Do this
Rewrite the data below, changing "vertex pairs" to "coordinate pairs" wherever it occurs and leaving everything else as it is. Omit the pictures from your version.

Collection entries
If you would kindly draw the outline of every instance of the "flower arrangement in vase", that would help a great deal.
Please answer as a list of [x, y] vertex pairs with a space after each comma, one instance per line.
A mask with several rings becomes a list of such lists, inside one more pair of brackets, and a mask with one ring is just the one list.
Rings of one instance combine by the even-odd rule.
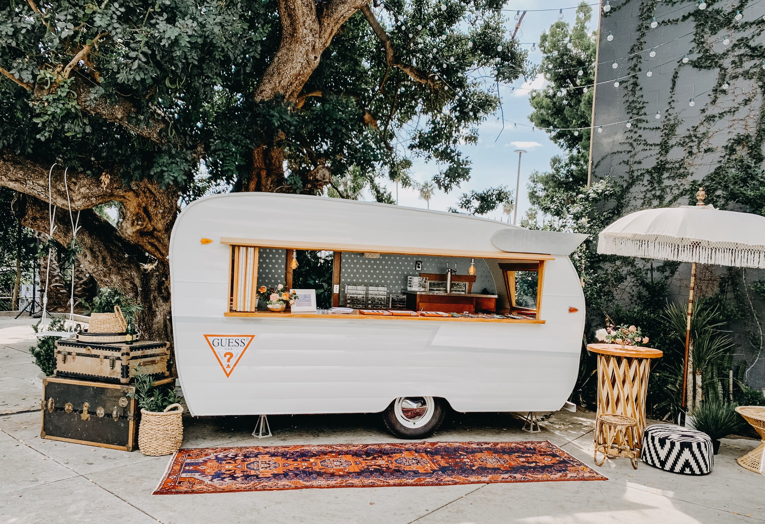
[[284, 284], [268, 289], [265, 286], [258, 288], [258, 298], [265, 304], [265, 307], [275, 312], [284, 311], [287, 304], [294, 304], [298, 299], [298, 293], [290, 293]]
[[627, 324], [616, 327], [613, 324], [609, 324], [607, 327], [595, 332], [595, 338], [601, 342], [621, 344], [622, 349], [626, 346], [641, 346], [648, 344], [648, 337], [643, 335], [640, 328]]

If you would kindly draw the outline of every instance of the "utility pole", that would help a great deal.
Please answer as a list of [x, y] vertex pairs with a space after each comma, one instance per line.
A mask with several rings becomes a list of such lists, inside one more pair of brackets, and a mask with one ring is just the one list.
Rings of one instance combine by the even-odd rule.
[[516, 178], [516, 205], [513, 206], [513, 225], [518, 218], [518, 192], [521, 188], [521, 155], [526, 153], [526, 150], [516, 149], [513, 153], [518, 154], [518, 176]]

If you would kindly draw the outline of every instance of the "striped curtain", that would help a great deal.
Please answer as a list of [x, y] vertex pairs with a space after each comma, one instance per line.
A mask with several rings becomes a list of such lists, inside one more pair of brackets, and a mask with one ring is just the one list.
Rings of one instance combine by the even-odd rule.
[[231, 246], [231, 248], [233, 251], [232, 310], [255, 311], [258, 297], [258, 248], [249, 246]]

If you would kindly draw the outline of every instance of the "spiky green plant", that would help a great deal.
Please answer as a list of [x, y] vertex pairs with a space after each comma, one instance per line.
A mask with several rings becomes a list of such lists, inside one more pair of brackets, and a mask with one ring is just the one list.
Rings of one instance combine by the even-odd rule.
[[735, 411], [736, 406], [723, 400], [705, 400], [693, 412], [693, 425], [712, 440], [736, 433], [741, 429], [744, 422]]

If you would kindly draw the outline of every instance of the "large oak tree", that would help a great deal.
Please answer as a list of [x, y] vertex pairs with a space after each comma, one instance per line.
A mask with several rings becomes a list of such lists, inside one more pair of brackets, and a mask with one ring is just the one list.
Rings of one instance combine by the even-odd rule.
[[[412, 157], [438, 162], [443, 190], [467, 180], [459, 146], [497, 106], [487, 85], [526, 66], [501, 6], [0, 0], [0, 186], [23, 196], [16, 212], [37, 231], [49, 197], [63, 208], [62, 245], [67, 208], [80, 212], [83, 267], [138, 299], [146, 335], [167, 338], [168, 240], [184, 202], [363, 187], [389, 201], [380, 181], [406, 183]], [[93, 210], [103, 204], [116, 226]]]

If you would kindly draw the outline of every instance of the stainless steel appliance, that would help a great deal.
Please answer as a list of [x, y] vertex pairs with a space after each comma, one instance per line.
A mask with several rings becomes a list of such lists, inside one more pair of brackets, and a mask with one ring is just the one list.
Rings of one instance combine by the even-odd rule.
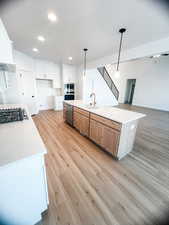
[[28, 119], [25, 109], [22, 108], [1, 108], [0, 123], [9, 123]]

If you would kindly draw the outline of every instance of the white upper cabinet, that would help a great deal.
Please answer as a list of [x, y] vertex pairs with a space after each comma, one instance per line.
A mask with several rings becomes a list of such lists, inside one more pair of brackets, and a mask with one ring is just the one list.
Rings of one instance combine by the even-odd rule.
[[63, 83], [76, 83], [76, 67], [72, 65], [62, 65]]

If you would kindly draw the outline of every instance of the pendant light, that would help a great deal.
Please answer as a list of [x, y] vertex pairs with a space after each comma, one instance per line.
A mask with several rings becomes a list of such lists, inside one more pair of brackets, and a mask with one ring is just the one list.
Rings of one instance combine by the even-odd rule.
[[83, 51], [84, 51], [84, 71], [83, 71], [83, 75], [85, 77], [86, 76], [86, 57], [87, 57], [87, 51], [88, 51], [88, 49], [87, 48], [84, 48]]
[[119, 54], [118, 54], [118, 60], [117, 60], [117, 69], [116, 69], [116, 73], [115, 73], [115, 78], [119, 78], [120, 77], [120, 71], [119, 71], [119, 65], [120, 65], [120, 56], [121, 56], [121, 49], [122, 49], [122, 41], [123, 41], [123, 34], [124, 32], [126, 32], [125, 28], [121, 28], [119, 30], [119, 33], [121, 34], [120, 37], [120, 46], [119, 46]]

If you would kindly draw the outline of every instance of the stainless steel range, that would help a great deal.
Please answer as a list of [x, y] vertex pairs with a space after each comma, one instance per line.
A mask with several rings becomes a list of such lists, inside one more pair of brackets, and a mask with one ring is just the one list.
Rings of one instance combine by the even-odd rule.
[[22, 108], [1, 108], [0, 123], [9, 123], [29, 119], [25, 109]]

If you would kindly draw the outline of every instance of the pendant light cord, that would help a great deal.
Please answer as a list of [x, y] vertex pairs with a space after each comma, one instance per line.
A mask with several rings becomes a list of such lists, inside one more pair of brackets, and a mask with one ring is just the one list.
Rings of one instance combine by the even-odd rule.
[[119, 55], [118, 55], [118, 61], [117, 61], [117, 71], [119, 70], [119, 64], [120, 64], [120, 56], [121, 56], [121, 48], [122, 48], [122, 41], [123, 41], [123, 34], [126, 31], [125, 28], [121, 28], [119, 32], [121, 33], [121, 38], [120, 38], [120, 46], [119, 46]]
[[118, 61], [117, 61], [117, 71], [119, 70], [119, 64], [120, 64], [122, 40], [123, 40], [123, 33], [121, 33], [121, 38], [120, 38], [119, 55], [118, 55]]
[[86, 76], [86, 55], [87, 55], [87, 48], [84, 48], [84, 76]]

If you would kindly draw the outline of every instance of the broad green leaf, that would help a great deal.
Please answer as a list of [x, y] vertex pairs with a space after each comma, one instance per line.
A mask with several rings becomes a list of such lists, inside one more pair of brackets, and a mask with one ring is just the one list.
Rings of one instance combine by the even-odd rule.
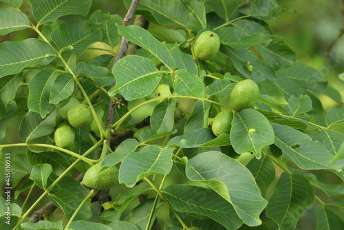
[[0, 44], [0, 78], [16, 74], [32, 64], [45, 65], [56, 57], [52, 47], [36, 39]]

Written solution
If you would kindly draw the outline of every instance of the "flower arrangement in vase", that would help a great deal.
Please answer as a list of [x, y] coordinate pairs with a space after each comma, one instance per line.
A mask with several rings becomes a list of such lists, inside one more pair of brackets, and a mask with one ring is just the one list.
Rings of one instance combine by the even-odd rule.
[[284, 284], [268, 289], [265, 286], [258, 288], [258, 298], [265, 304], [265, 307], [275, 312], [284, 311], [287, 304], [294, 304], [298, 299], [298, 293], [290, 293]]
[[627, 324], [616, 327], [613, 324], [609, 324], [607, 327], [595, 332], [595, 338], [601, 342], [621, 344], [622, 349], [626, 346], [641, 346], [648, 344], [648, 337], [643, 335], [640, 328]]

If you would kindly draw the outline of every instance of the "utility pole", that would help a great deal.
Please answer as a list of [x, y] coordinate pairs with a space after each comma, one instance per line.
A mask with several rings becomes a list of such lists, inside one more pair of brackets, and a mask with one ring is just the one list.
Rings of one instance combine by the even-odd rule.
[[516, 178], [516, 205], [513, 206], [513, 225], [518, 218], [518, 192], [521, 188], [521, 155], [526, 153], [526, 150], [516, 149], [513, 153], [518, 154], [518, 176]]

If you would kindly draw the outline of every instance of the "striped curtain", that would help a great deal.
Please answer as a list of [x, y] coordinate pairs with a space after each comma, one instance per line.
A mask with several rings becomes a list of such lists, inside one more pair of brackets, and a mask with one ring is just the one list.
Rings of one instance combine by the even-odd rule.
[[231, 246], [231, 248], [233, 251], [232, 310], [255, 311], [258, 297], [258, 248], [249, 246]]

If you would kindly draw the outline of every instance of the "spiky green plant", that would help a great deal.
Please answer as a list of [x, y] coordinate pairs with a space after each comma, one instance per line.
A mask with several rings becomes a list of such lists, inside one more pair of brackets, and a mask with one ring is just the one list.
Rings of one instance combine by the even-odd rule.
[[735, 411], [736, 406], [723, 400], [705, 400], [693, 412], [693, 425], [712, 440], [736, 433], [741, 429], [744, 422]]

If you would kindly draw the outline of every instance of the "large oak tree", that would help a great deal.
Please answer as a list of [x, y] coordinate pairs with a space after each comma, one instance per line.
A mask with several rings becomes a list of such lists, inside one more pair of brackets, and a mask with one ring is just the one list.
Rings of one instance combine by the even-odd rule.
[[[412, 157], [438, 162], [443, 190], [467, 180], [459, 146], [497, 106], [487, 85], [526, 66], [501, 6], [0, 0], [0, 186], [23, 196], [16, 212], [37, 231], [49, 197], [63, 208], [62, 245], [67, 208], [80, 212], [83, 267], [138, 299], [146, 335], [167, 338], [168, 240], [184, 202], [363, 187], [389, 201], [380, 181], [406, 183]], [[93, 210], [103, 204], [116, 226]]]

If you would kindly draw the outline of every instance of the stainless steel appliance, that would help a great deal.
Please answer as a list of [x, y] coordinate pairs with a space after each comma, one instance per line.
A mask with several rings becomes a list of such lists, inside one more pair of brackets, and a mask with one ring is just the one list.
Rings of one instance combine by the even-odd rule.
[[28, 119], [25, 109], [22, 108], [1, 108], [0, 123], [9, 123]]

If you would kindly draw the outline of every instance of the white upper cabinet, that would help a great deal.
Please answer as a list of [x, y] coordinate pairs with a space after each comma, one instance per line.
A mask with several rings becomes a list of such lists, inside one more pair of brackets, and a mask with one ring is just the one list.
Rings of one instance combine by the even-odd rule.
[[63, 83], [76, 83], [76, 67], [72, 65], [62, 65]]

If you would kindly draw the outline of every instance of the pendant light, that would help a great deal.
Please answer as a list of [x, y] coordinate pairs with a space after each comma, one instance per line.
A mask with several rings becomes a list of such lists, inside one more pair of brackets, and a mask with one ring is just the one list.
Rings of one instance combine by the even-odd rule.
[[83, 51], [84, 51], [84, 71], [83, 71], [83, 75], [85, 77], [86, 76], [86, 57], [87, 57], [87, 51], [88, 51], [88, 49], [87, 48], [84, 48]]
[[119, 54], [118, 54], [118, 60], [117, 60], [117, 69], [116, 69], [116, 73], [115, 73], [115, 78], [119, 78], [120, 77], [120, 71], [119, 71], [119, 65], [120, 65], [120, 56], [121, 56], [121, 49], [122, 49], [122, 41], [123, 41], [123, 34], [124, 32], [126, 32], [125, 28], [121, 28], [119, 30], [119, 33], [121, 34], [120, 37], [120, 46], [119, 46]]

If you would kindly draw the outline of every instance of the stainless steel range, that would help a great deal.
Please answer as a list of [x, y] coordinate pairs with a space after each comma, one instance per line.
A mask with several rings becomes a list of such lists, inside one more pair of brackets, and a mask with one ring is just the one list.
Rings of one instance combine by the even-odd rule.
[[22, 108], [1, 108], [0, 123], [9, 123], [29, 119], [25, 109]]

If you would kindly draw the outline of every instance of the pendant light cord, that would help a great deal.
Please answer as a list of [x, y] coordinate pairs with a space after each comma, one instance per line.
A mask with several rings becomes a list of such lists, inside one more pair of brackets, and a mask with one ring is just the one list.
Rings of one instance combine by the even-odd rule.
[[119, 55], [118, 55], [118, 61], [117, 61], [117, 71], [119, 70], [119, 64], [120, 64], [120, 56], [121, 56], [121, 48], [122, 48], [122, 41], [123, 41], [123, 34], [126, 31], [125, 28], [121, 28], [119, 32], [121, 33], [121, 38], [120, 38], [120, 46], [119, 46]]
[[118, 61], [117, 61], [117, 71], [119, 70], [119, 64], [120, 64], [122, 40], [123, 40], [123, 33], [121, 33], [121, 38], [120, 38], [119, 55], [118, 55]]
[[86, 76], [86, 55], [87, 55], [87, 48], [84, 48], [84, 76]]

If you would kindly draw the outline of every instance of the broad green leaf, that would help a great deal.
Please answer as a list of [x, y] coordinate pairs with a space after each comma, one instance per line.
A mask with several rings becomes a list of such lists, inside one more pair of brackets, and a mask with one ring is just the one list.
Rings of one instance combine by the even-odd rule.
[[0, 44], [0, 78], [16, 74], [32, 64], [45, 65], [56, 57], [52, 47], [36, 39]]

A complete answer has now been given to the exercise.